COMPITO RICHIESTO A
Converti in una tabella Markdown le voci dalla riga che contiene "Return the polygon of every instance of the car" fino alla fine delle voci, estremi inclusi, con le colonne Nr e Riga. Metti in Nr il numero progressivo e in Riga il testo di ciascuna riga, tralasciando quelle vuote.
====== ESTRATTO DELLA PAGINA ======
Spesa per istruzione più bassa degli interessi? Vero, ma negli anni Novanta stavamo molto peggio

Il governatore della Banca d'Italia, Fabio Panetta, ha messo in luce che la spesa per interessi in Italia superi quella per l'istruzione.
4 mesi fa
2 minuti di lettura
Spesa per istruzione più bassa degli interessi sul debito
Spesa per istruzione più bassa degli interessi sul debito © Licenza Creative Commo

Partecipando al Meeting di Rimini, annualmente organizzato da Comunione e liberazione, il governatore della Banca d’Italia si è soffermato su un tema che anima da anni tutti i dibattiti pubblici: l’alto debito dello stato. Fabio Panetta ha posto l’accento, in particolare, circa l’elevata spesa per interessi, che ha superato quella per l’istruzione. Il tema non è nuovo. Non è la prima volta che qualche analista fa notare come stiamo spendendo di più per servire il debito che non per la scuola.

Spesa per interessi costo del passato

Vi chiederete cosa ci azzecchino questi due capitoli di spesa del bilancio statale tra di loro. Si tratta di un modo per mettere in relazione passato e futuro. Il debito pubblico è uno stock dato dalla somma di tutti i deficit accumulati fino ad oggi. In pratica, rappresenta gli eccessi di spesa pubblica rispetto alle entrate. La spesa per interessi è il costo di tali eccessi, ossia una bolletta che arriva dal passato e che siamo costretti, nostro malgrado, a pagare.
====== ESTRATTI DELLE VOCI ======
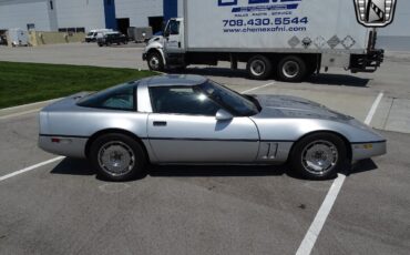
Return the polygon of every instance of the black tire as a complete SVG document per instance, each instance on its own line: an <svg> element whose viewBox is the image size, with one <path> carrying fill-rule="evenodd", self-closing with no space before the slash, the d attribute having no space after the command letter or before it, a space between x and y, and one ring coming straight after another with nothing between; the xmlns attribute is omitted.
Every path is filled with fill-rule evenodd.
<svg viewBox="0 0 410 255"><path fill-rule="evenodd" d="M322 165L316 160L321 161ZM291 169L309 180L334 177L347 163L344 140L331 133L316 133L301 139L290 154Z"/></svg>
<svg viewBox="0 0 410 255"><path fill-rule="evenodd" d="M162 59L162 55L158 52L150 53L148 58L146 59L146 62L151 71L157 72L164 71L164 60Z"/></svg>
<svg viewBox="0 0 410 255"><path fill-rule="evenodd" d="M252 79L266 80L273 70L271 61L265 55L254 55L246 64L246 71Z"/></svg>
<svg viewBox="0 0 410 255"><path fill-rule="evenodd" d="M105 153L111 150L111 154L114 155L110 154L106 159L107 155L103 150ZM114 156L117 159L112 159ZM133 180L143 174L146 166L146 155L140 143L127 135L117 133L98 137L91 144L90 160L99 176L114 182ZM115 163L120 165L115 166ZM121 165L121 163L124 164Z"/></svg>
<svg viewBox="0 0 410 255"><path fill-rule="evenodd" d="M281 81L300 82L307 74L306 62L297 55L288 55L279 61L276 72Z"/></svg>

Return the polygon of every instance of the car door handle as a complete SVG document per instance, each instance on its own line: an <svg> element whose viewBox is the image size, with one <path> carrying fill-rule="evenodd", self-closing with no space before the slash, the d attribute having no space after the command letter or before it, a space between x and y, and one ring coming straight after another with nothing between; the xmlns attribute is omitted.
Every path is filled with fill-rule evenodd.
<svg viewBox="0 0 410 255"><path fill-rule="evenodd" d="M166 126L166 121L154 121L154 126Z"/></svg>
======
COMPITO RICHIESTO B
Nell'estratto della pagina, perché si mettono in relazione la spesa per interessi e quella per l'istruzione? Rispondi in una-tre frasi.

RISULTATO A
| Nr | Riga |
|---|---|
| 1 | Return the polygon of every instance of the car door handle as a complete SVG document per instance, each instance on its own line: an <svg> element whose viewBox is the image size, with one <path> carrying fill-rule="evenodd", self-closing with no space before the slash, the d attribute having no space after the command letter or before it, a space between x and y, and one ring coming straight after another with nothing between; the xmlns attribute is omitted. |
| 2 | Every path is filled with fill-rule evenodd. |
| 3 | <svg viewBox="0 0 410 255"><path fill-rule="evenodd" d="M166 126L166 121L154 121L154 126Z"/></svg> |

RISULTATO B
Confrontarle è un modo per mettere in relazione passato e futuro. La spesa per interessi è il costo degli eccessi di spesa pubblica rispetto alle entrate, accumulati nel debito. È quindi una bolletta che arriva dal passato e che siamo costretti a pagare.